> **GOAL OF THE EXERCISE**:
Tally the lines of the material that contain the string "trim", treating uppercase and lowercase as different, and give only the number.
begin
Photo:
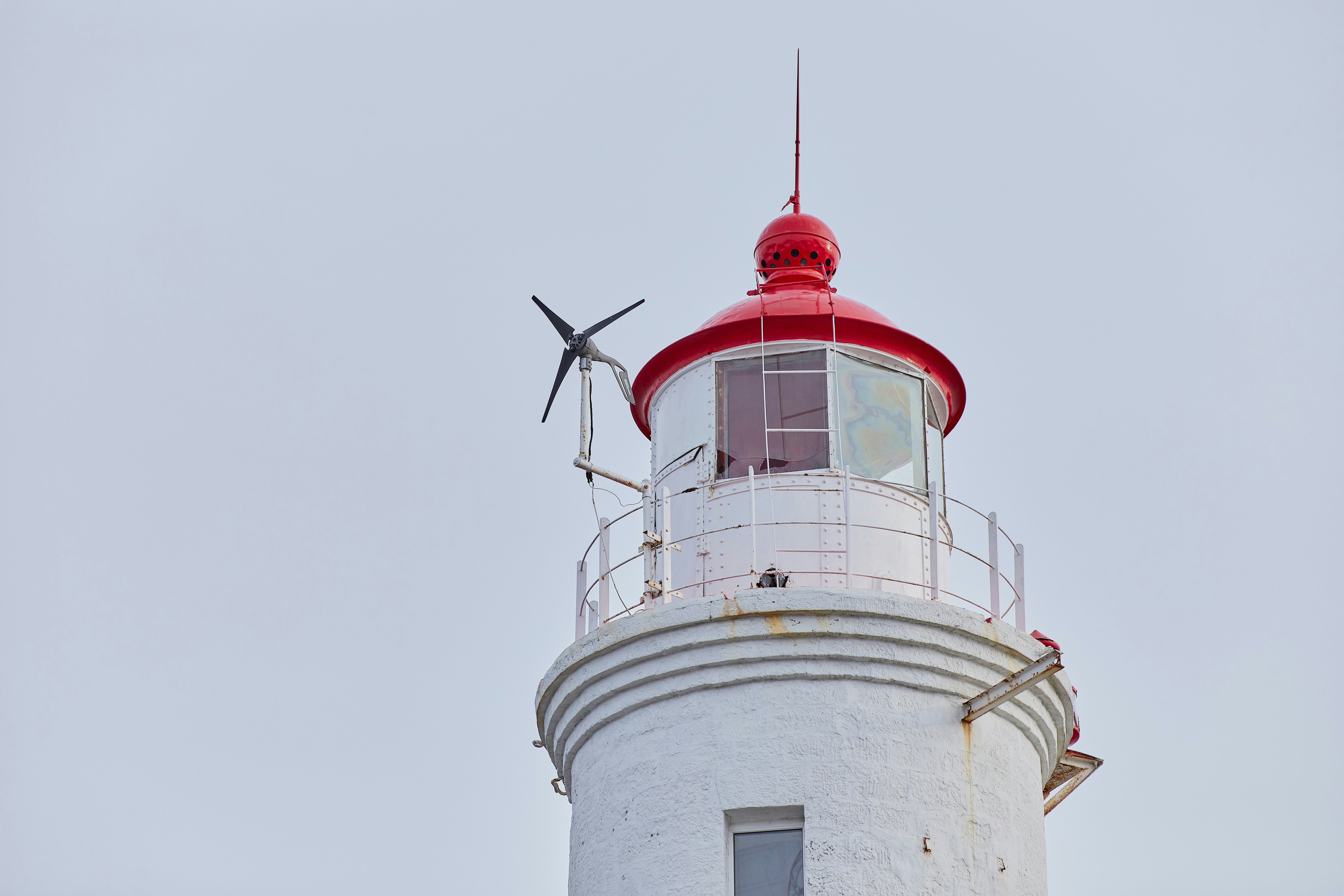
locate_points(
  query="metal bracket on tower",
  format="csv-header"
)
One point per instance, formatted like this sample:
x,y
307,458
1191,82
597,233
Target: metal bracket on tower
x,y
1013,686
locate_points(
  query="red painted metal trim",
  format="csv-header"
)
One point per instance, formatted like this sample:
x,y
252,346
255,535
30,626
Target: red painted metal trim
x,y
859,327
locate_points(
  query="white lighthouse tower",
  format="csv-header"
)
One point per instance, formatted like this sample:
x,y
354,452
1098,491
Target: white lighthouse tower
x,y
827,686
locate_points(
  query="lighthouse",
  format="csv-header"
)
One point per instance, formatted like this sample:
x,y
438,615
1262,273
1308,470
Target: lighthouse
x,y
824,682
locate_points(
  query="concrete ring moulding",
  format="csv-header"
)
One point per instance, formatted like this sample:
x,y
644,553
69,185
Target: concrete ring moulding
x,y
845,702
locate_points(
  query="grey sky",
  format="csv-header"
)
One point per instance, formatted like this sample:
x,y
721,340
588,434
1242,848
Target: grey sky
x,y
284,549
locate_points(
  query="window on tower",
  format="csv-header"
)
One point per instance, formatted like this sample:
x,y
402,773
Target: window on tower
x,y
768,863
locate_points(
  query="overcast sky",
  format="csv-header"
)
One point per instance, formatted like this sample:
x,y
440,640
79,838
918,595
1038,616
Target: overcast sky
x,y
284,549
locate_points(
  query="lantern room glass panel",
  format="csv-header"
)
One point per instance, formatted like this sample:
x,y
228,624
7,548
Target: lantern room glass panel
x,y
773,414
881,422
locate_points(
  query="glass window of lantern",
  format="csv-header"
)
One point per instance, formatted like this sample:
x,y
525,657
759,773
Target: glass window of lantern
x,y
773,414
933,438
882,424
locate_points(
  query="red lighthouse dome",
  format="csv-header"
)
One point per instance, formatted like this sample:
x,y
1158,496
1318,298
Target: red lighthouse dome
x,y
798,303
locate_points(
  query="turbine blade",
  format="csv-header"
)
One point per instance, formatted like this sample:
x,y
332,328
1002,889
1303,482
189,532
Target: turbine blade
x,y
557,322
566,363
624,382
593,330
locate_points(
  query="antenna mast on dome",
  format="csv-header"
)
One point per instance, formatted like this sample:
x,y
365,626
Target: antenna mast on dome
x,y
798,111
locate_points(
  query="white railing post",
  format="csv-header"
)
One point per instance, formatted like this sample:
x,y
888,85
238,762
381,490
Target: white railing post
x,y
604,589
994,565
648,545
667,546
580,588
933,539
847,578
1021,585
752,498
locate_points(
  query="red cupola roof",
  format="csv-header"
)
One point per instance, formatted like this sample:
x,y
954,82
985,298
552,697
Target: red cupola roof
end
> **OUTPUT BELOW**:
2